• Given problem
Copy the data below word for word, starting at the line that contains "Mark every instance of the curly-haired" and ending at the line that contains "[(213, 559)]", with both of those lines included.

• Supplied records
>>>

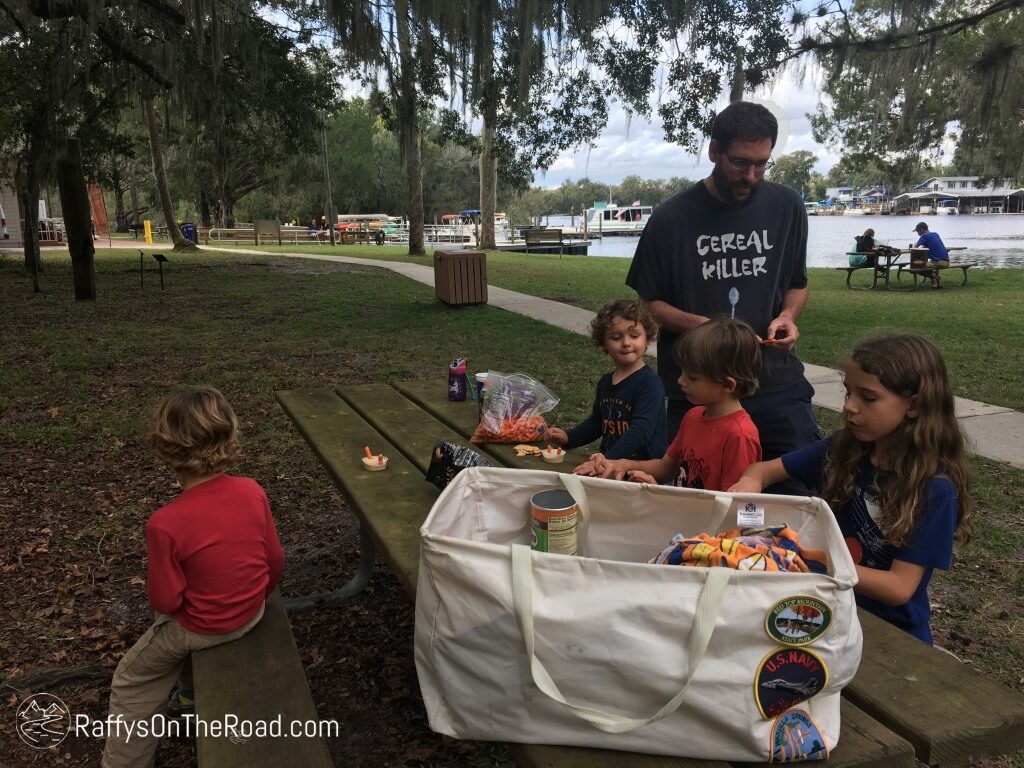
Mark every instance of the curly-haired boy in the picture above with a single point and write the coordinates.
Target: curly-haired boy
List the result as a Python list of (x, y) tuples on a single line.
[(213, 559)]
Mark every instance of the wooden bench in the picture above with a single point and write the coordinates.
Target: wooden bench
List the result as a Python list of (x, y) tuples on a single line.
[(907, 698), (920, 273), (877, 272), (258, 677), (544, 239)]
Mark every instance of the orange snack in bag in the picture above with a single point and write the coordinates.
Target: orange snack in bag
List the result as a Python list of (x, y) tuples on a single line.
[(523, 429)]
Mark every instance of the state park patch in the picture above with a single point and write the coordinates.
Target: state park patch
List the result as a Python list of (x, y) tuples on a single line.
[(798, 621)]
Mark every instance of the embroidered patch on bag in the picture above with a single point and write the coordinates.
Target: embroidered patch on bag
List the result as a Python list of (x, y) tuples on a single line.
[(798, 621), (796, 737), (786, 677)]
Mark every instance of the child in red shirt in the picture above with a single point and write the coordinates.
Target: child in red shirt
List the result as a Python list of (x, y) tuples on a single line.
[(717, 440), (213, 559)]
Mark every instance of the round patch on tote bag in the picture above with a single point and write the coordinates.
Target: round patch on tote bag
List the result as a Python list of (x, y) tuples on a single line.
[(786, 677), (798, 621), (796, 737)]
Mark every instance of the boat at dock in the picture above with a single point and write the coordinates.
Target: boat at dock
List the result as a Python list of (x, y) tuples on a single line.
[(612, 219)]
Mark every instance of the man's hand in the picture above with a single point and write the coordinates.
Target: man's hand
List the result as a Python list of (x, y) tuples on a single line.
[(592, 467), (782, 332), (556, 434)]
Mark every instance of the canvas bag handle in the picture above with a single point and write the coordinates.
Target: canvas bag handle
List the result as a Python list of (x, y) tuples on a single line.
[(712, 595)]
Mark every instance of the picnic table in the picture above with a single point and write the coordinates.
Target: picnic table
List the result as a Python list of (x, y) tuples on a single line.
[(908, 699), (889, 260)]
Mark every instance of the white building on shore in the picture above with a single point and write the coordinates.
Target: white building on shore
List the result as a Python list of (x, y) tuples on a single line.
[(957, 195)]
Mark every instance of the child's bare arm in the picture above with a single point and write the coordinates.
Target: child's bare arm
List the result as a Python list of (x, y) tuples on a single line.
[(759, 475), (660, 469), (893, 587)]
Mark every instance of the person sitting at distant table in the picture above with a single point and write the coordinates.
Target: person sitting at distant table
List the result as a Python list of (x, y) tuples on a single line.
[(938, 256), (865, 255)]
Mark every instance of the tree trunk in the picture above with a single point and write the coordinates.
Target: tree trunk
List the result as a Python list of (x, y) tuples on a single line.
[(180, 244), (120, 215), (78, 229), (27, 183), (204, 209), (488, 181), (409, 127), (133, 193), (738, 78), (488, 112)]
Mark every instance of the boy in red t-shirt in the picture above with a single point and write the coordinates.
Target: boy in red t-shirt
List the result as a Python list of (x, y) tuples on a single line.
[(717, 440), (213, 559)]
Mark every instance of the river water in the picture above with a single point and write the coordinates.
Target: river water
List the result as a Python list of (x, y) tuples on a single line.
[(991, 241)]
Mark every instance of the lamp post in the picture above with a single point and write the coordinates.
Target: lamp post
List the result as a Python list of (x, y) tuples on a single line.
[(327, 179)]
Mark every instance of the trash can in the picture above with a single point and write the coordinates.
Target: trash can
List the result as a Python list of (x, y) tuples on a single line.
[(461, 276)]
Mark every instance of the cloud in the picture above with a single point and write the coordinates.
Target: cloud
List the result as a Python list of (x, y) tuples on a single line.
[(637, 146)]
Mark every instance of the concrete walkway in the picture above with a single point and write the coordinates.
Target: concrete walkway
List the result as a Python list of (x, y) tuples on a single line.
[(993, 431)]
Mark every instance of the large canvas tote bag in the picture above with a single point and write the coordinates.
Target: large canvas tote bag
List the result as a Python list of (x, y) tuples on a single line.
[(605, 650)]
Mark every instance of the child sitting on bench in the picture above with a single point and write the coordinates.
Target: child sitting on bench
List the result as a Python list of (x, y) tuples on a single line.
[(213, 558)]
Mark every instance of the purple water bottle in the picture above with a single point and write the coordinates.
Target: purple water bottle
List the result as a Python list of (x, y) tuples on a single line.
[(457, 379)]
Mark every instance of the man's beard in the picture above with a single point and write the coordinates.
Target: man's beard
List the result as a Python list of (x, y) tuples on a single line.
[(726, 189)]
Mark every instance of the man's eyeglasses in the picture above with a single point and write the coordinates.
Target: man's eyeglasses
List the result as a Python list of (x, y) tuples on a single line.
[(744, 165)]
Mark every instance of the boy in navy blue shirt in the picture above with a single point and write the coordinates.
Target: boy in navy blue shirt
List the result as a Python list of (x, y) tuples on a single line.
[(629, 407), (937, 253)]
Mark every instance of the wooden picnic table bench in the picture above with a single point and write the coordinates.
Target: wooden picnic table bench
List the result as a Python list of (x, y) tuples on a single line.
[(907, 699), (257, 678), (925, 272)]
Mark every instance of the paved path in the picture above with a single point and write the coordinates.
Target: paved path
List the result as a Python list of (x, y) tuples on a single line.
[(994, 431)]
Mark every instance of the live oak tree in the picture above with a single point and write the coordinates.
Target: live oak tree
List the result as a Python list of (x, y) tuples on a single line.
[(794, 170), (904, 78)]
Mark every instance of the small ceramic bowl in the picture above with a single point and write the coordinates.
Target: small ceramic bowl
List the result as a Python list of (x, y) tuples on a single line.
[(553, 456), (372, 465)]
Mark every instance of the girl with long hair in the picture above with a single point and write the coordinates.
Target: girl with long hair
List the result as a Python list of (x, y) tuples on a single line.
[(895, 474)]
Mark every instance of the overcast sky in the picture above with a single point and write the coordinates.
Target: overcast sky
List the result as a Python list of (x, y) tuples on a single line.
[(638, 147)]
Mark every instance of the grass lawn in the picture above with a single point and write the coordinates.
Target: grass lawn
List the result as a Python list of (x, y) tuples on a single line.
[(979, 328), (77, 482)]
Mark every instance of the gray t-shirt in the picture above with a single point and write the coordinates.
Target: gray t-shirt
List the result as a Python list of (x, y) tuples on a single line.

<<<
>>>

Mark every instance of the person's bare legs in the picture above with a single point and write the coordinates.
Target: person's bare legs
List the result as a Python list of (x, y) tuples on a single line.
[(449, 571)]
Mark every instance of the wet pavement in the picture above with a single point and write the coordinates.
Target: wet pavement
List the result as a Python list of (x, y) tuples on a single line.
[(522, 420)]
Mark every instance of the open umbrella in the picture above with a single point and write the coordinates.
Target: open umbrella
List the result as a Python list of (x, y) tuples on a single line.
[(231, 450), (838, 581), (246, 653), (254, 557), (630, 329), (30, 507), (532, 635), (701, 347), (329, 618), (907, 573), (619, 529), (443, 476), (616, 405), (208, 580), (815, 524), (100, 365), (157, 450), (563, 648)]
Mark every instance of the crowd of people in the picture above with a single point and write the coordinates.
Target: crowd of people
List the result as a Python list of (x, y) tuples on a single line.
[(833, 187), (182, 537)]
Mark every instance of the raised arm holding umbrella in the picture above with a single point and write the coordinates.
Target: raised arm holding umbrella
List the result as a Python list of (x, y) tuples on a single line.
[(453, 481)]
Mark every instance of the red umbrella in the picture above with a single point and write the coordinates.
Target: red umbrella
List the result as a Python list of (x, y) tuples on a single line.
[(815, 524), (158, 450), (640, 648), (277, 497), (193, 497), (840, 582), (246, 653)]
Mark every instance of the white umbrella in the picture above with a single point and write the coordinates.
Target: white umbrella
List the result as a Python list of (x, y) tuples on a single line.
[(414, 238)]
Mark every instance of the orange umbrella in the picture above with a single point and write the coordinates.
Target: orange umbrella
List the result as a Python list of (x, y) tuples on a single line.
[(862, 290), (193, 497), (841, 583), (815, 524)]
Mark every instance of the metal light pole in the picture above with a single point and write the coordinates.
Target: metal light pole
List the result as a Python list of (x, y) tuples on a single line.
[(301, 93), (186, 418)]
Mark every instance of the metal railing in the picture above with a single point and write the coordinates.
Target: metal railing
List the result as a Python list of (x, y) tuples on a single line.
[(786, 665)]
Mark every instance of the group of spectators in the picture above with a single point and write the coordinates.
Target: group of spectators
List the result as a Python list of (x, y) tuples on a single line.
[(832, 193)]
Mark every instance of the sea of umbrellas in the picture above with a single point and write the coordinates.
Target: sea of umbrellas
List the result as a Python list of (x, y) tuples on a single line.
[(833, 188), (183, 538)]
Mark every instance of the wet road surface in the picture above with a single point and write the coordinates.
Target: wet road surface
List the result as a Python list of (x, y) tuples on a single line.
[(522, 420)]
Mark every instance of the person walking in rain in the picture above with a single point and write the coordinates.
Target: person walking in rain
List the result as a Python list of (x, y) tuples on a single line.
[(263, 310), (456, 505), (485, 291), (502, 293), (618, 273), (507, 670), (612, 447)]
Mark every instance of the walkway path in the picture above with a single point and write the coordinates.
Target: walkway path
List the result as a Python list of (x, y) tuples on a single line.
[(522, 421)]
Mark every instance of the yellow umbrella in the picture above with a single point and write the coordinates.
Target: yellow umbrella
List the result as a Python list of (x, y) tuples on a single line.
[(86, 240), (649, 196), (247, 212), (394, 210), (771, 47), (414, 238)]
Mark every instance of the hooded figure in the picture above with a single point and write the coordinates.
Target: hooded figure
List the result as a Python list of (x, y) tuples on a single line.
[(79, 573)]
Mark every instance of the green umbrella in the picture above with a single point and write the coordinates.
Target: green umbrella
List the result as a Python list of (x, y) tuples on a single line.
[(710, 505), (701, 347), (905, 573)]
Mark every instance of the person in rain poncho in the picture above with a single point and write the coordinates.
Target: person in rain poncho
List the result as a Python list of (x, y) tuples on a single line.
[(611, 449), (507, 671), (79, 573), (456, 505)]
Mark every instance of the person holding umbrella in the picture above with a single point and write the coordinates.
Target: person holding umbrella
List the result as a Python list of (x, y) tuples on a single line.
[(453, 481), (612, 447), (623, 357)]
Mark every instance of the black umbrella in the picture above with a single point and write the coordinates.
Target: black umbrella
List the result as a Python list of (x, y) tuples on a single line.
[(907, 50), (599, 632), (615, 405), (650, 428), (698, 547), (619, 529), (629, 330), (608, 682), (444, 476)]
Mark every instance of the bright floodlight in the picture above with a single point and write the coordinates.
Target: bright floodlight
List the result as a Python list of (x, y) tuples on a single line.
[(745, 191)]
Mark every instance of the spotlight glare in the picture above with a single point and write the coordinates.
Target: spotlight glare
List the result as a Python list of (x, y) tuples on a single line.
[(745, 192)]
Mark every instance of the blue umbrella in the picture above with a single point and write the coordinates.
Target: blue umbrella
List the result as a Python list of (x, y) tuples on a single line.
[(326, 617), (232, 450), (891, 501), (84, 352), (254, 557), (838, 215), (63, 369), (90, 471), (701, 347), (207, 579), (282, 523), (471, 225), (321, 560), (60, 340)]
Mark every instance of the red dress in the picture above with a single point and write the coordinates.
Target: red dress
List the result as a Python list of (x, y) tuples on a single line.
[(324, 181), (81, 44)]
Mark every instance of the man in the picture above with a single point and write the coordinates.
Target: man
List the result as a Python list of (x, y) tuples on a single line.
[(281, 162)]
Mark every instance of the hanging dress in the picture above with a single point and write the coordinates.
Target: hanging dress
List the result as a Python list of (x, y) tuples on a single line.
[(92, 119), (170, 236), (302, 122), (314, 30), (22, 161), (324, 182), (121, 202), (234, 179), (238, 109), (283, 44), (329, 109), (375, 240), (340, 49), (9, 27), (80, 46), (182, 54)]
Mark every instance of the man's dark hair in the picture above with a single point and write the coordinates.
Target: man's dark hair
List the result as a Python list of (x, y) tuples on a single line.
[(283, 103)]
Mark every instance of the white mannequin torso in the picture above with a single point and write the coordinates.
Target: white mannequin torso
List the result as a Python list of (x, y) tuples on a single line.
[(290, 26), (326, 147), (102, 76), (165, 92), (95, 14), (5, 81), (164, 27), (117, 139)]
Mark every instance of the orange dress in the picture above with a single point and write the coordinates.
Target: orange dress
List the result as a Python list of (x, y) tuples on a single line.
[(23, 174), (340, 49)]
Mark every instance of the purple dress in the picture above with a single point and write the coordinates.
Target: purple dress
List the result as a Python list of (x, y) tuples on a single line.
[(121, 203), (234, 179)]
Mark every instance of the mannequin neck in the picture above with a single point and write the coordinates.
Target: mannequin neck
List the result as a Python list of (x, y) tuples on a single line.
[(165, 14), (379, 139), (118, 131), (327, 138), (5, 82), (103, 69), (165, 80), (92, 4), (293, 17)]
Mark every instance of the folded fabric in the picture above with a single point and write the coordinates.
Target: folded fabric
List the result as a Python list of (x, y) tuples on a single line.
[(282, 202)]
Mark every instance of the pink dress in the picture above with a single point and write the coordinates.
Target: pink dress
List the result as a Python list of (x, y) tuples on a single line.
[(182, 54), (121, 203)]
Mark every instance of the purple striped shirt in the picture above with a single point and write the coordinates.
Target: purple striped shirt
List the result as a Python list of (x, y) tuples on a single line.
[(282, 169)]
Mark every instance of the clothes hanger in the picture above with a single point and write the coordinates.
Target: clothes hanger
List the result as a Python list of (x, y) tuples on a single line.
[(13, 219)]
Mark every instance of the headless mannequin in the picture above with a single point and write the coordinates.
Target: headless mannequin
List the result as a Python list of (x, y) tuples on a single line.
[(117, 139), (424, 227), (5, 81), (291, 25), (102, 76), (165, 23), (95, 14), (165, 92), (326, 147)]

<<<
>>>

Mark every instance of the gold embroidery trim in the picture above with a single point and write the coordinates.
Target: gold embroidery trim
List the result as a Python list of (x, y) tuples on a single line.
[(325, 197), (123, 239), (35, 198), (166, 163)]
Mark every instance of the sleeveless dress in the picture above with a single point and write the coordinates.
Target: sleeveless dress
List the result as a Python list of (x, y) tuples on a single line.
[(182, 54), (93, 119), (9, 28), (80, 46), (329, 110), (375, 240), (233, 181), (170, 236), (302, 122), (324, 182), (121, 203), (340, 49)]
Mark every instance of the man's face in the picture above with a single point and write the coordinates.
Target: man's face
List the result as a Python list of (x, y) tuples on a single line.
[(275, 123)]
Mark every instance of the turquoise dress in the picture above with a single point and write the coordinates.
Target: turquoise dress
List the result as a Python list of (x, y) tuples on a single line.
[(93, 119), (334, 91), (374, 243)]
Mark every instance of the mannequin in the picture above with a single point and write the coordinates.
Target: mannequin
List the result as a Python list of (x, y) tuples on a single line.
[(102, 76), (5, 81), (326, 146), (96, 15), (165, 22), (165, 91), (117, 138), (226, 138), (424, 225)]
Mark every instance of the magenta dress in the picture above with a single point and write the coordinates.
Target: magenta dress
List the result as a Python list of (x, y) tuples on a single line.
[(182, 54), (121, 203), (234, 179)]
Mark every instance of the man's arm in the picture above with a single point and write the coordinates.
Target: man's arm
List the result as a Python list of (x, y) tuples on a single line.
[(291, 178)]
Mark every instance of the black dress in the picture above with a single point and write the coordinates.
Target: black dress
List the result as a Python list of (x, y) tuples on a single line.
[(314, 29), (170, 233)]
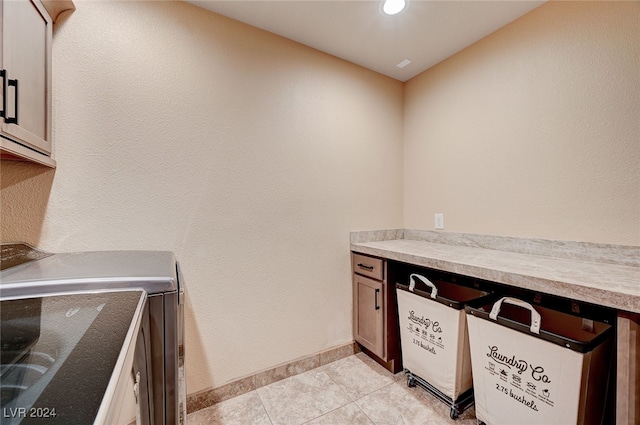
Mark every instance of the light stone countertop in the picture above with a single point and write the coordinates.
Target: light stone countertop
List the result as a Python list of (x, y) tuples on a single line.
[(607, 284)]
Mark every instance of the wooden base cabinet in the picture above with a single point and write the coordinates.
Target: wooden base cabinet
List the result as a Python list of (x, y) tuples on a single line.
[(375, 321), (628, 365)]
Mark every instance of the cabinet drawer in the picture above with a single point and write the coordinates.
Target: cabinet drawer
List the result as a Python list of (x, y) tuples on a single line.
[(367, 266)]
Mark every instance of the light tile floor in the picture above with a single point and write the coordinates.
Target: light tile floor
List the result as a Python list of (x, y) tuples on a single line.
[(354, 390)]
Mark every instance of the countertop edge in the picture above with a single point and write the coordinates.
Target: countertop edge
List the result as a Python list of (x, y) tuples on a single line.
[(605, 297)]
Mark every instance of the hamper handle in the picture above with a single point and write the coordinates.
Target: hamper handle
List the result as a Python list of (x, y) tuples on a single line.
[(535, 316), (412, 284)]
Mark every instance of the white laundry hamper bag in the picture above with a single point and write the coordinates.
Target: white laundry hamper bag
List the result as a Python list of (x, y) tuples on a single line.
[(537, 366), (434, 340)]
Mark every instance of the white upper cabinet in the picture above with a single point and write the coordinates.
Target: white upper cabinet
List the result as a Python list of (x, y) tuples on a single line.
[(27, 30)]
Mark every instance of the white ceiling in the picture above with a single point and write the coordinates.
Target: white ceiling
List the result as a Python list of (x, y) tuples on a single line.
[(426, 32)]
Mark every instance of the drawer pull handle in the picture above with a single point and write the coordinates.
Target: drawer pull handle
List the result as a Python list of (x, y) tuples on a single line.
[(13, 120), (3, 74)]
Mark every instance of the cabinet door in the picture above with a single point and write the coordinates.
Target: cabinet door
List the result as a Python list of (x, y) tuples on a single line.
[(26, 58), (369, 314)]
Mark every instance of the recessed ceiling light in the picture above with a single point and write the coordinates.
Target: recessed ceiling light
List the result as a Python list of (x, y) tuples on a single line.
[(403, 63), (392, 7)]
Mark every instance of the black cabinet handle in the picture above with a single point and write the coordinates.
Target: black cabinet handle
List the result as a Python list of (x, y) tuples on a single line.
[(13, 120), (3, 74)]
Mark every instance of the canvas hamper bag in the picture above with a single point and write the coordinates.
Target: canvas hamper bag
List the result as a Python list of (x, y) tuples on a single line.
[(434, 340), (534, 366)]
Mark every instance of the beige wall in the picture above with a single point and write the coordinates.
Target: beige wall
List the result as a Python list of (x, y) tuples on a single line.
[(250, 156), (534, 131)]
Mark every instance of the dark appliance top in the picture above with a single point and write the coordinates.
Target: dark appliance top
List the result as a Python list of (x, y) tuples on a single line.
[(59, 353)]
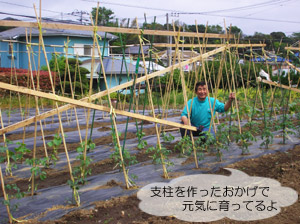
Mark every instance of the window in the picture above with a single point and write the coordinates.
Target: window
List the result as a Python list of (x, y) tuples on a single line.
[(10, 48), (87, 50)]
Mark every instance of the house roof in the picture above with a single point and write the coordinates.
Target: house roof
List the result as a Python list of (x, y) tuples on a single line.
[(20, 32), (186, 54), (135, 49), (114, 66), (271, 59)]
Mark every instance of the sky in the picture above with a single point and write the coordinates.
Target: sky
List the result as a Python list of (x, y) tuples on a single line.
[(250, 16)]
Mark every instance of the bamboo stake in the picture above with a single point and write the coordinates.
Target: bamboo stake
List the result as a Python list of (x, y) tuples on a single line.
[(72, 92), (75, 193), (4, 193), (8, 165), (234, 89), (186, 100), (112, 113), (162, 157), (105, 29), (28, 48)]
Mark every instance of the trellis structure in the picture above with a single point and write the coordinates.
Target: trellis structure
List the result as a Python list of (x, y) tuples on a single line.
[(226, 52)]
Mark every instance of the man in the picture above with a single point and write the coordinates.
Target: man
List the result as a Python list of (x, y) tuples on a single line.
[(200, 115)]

<<<

• Written response
Mark every instance of the curly-haired boy in the picture above with a single point and write the coordinates.
Target: curly-haired boy
List the result as a Python list of (x, y) tuples on a single line.
[(213, 559)]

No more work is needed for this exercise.